GOAL OF THE EXERCISE:
The entries below contain a line with "Target: lake" and a line with "Annotate the patio". Quote exactly those two lines and all lines between them.

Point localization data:
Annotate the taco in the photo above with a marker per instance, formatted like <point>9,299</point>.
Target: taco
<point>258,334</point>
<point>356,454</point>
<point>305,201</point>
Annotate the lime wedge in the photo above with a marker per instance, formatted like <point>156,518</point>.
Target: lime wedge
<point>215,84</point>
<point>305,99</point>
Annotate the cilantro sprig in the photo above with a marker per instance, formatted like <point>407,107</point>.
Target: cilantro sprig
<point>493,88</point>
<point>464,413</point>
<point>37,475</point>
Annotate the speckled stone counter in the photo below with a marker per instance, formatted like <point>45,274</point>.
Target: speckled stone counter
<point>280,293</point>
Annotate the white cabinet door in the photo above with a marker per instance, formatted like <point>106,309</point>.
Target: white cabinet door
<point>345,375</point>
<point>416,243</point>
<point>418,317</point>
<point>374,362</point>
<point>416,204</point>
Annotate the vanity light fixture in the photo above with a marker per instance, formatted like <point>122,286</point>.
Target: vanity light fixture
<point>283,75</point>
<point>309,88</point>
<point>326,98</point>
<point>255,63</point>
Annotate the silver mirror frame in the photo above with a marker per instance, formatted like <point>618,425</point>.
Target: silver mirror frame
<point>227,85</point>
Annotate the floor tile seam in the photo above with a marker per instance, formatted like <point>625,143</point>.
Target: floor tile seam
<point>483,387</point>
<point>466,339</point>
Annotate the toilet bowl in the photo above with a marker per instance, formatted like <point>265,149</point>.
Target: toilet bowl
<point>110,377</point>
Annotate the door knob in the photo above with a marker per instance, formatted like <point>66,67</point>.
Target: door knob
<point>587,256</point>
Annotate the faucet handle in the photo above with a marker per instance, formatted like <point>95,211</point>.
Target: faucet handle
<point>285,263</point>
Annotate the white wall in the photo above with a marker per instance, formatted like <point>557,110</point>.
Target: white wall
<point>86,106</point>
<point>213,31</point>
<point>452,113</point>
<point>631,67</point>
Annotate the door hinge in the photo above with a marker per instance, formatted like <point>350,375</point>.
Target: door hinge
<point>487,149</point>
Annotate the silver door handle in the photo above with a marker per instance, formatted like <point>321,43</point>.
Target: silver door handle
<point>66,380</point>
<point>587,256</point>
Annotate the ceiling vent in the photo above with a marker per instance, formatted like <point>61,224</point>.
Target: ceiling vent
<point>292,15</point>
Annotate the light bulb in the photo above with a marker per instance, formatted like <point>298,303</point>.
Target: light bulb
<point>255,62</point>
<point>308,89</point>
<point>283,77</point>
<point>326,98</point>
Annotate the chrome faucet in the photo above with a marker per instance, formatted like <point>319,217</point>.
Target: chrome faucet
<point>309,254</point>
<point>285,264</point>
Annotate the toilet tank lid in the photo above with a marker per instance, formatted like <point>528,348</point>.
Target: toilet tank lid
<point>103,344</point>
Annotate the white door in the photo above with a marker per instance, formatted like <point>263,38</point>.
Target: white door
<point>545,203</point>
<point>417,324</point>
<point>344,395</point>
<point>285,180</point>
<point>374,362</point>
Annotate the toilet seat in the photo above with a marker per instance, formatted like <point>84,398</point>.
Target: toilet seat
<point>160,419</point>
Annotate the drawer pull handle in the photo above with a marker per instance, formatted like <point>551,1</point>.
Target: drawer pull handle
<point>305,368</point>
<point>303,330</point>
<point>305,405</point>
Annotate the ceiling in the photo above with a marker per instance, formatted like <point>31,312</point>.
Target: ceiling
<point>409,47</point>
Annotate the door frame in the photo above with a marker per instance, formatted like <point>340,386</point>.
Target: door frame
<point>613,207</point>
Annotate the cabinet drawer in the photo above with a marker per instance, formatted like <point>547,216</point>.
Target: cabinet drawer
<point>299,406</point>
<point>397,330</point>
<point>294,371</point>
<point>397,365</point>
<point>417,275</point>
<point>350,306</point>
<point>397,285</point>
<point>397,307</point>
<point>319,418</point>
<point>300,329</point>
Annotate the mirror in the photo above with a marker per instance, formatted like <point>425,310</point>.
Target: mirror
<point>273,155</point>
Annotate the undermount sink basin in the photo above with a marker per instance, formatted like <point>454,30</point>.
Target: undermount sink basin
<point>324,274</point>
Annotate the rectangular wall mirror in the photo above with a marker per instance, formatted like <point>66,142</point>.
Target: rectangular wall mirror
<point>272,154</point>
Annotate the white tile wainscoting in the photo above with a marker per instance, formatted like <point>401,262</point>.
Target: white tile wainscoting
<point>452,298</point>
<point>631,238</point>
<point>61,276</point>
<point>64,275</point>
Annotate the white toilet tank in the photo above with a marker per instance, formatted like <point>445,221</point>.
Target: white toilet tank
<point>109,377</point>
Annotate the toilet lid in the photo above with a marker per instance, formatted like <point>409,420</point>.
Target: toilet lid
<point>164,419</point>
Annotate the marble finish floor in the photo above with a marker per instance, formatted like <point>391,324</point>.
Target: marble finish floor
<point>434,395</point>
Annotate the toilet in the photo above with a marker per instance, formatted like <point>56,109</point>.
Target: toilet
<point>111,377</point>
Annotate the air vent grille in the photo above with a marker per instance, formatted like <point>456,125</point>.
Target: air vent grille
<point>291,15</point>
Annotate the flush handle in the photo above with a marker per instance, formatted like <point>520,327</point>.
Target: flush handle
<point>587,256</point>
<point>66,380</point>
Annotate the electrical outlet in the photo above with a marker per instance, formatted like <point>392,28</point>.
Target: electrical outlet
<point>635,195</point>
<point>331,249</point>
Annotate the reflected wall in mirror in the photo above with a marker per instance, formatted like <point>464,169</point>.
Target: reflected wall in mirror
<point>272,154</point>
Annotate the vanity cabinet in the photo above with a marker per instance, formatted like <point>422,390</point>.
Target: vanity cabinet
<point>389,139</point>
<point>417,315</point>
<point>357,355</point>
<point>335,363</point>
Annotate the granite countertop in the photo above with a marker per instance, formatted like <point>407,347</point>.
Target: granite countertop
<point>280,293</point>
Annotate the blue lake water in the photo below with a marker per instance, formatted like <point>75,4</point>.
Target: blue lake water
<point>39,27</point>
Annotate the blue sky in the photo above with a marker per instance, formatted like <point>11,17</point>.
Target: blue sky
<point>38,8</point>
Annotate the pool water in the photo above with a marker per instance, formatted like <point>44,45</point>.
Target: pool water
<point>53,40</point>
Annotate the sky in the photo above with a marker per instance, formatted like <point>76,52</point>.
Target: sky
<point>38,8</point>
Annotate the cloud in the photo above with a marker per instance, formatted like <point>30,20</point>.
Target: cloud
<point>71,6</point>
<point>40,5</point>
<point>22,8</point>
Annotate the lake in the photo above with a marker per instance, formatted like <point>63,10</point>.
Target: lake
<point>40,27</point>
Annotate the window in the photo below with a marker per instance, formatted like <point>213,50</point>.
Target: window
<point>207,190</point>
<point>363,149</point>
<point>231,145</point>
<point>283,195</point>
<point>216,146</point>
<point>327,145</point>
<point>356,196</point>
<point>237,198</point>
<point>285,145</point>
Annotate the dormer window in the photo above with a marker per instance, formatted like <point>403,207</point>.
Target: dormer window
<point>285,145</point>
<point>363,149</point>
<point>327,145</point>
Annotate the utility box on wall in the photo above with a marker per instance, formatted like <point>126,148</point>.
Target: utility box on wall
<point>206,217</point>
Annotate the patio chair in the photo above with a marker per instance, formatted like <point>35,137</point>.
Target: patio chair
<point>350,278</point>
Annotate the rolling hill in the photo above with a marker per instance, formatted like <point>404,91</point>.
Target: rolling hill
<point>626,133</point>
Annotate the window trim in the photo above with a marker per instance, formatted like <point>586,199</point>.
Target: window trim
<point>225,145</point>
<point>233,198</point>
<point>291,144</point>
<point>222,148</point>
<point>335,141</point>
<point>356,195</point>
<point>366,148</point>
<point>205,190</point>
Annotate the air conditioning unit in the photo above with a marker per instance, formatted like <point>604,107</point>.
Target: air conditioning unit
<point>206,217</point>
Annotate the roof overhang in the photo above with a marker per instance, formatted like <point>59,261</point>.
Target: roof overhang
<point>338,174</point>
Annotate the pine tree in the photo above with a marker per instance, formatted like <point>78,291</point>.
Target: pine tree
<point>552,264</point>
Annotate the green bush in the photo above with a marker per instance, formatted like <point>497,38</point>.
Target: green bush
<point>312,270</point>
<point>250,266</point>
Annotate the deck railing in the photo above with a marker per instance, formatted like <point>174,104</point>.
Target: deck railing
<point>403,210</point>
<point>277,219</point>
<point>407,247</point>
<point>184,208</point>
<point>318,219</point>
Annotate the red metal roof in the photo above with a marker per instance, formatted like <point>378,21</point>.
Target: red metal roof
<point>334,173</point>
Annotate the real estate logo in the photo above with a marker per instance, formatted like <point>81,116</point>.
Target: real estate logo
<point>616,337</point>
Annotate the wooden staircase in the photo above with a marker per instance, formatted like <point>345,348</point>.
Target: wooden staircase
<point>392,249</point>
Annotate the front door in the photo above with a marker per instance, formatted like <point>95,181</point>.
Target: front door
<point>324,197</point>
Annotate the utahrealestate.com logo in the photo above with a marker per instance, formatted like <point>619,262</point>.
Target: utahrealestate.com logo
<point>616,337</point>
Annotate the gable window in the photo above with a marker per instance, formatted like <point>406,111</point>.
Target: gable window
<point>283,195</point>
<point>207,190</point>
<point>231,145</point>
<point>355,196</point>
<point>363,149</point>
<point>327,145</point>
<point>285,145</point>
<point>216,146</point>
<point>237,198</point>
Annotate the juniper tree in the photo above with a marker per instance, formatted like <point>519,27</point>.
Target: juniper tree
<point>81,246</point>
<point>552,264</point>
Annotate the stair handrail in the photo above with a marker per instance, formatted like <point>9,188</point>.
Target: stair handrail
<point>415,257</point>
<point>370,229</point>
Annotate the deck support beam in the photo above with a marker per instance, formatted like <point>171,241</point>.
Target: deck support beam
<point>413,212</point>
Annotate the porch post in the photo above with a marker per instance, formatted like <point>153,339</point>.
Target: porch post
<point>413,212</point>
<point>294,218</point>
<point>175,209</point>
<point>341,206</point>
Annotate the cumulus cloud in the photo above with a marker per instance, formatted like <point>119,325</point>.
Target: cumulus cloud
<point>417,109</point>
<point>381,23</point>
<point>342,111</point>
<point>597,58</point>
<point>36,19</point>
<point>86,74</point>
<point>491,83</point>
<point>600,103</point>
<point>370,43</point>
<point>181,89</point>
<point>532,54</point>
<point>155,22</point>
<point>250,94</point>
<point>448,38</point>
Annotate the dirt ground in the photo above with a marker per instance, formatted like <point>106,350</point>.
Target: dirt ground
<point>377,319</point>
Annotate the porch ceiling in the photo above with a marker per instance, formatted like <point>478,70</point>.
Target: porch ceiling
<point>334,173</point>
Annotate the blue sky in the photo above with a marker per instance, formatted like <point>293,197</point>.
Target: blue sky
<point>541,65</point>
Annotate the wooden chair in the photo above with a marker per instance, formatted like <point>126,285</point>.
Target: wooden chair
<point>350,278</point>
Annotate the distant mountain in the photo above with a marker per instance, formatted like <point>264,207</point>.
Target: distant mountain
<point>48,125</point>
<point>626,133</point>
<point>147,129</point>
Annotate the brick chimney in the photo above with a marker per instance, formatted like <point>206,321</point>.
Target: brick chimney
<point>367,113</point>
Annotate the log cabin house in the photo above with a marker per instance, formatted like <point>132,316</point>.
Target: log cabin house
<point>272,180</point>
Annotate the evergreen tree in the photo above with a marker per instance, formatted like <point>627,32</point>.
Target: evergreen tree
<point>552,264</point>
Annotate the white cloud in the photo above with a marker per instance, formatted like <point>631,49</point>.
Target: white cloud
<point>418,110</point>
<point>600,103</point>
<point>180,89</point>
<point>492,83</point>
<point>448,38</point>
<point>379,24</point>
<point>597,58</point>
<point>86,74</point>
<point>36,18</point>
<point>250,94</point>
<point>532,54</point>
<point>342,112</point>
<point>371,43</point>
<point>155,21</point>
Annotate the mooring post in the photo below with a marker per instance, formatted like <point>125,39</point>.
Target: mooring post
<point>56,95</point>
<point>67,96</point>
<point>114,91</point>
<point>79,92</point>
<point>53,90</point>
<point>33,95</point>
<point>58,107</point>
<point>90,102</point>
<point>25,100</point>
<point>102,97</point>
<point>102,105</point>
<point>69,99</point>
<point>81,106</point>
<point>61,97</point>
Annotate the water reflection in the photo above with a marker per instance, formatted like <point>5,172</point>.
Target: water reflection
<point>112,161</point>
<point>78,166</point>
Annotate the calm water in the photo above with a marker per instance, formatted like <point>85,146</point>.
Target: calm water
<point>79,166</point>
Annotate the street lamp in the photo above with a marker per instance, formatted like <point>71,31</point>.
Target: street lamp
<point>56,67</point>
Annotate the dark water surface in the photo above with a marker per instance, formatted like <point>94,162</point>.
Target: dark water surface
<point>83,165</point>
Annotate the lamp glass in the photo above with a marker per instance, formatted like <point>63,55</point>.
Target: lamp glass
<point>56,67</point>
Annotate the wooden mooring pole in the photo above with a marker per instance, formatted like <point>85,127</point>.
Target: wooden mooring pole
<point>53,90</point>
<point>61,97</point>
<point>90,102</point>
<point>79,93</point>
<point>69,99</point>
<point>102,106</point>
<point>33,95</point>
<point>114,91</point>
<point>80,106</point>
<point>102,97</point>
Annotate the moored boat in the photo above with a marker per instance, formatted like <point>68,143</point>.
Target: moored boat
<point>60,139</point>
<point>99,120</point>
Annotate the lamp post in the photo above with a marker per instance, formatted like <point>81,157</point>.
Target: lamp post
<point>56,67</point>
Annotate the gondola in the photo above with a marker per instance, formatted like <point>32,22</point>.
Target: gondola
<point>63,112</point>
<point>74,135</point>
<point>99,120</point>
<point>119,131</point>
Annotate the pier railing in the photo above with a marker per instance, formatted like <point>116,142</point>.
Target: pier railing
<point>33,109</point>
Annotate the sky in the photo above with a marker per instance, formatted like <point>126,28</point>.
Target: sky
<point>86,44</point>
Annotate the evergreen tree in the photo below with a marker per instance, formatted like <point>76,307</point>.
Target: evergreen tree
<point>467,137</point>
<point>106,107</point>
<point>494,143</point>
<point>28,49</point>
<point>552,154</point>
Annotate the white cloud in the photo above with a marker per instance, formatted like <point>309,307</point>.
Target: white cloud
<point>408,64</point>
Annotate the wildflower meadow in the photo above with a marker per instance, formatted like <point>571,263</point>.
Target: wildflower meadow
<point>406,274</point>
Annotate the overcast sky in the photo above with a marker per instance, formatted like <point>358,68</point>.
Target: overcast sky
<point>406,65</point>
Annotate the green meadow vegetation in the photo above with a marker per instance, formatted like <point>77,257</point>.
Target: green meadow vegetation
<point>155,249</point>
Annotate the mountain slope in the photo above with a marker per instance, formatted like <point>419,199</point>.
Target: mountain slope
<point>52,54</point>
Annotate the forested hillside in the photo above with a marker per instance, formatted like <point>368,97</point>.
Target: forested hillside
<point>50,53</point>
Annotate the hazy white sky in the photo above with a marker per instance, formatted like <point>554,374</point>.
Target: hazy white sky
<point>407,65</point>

RESULT OF THE TASK:
Target: lake
<point>40,27</point>
Annotate the window in the photo below with a marker per instance, formatted like <point>213,50</point>.
Target: window
<point>207,190</point>
<point>363,149</point>
<point>231,145</point>
<point>283,195</point>
<point>216,146</point>
<point>327,145</point>
<point>356,196</point>
<point>237,198</point>
<point>285,145</point>
Annotate the dormer window in the photo above with a marker per instance, formatted like <point>403,207</point>.
Target: dormer window
<point>285,145</point>
<point>363,149</point>
<point>327,145</point>
Annotate the utility box on wall in the photo above with a marker per instance, formatted like <point>126,148</point>.
Target: utility box on wall
<point>206,217</point>
Annotate the patio chair in the photo above with a marker per instance, formatted like <point>35,137</point>.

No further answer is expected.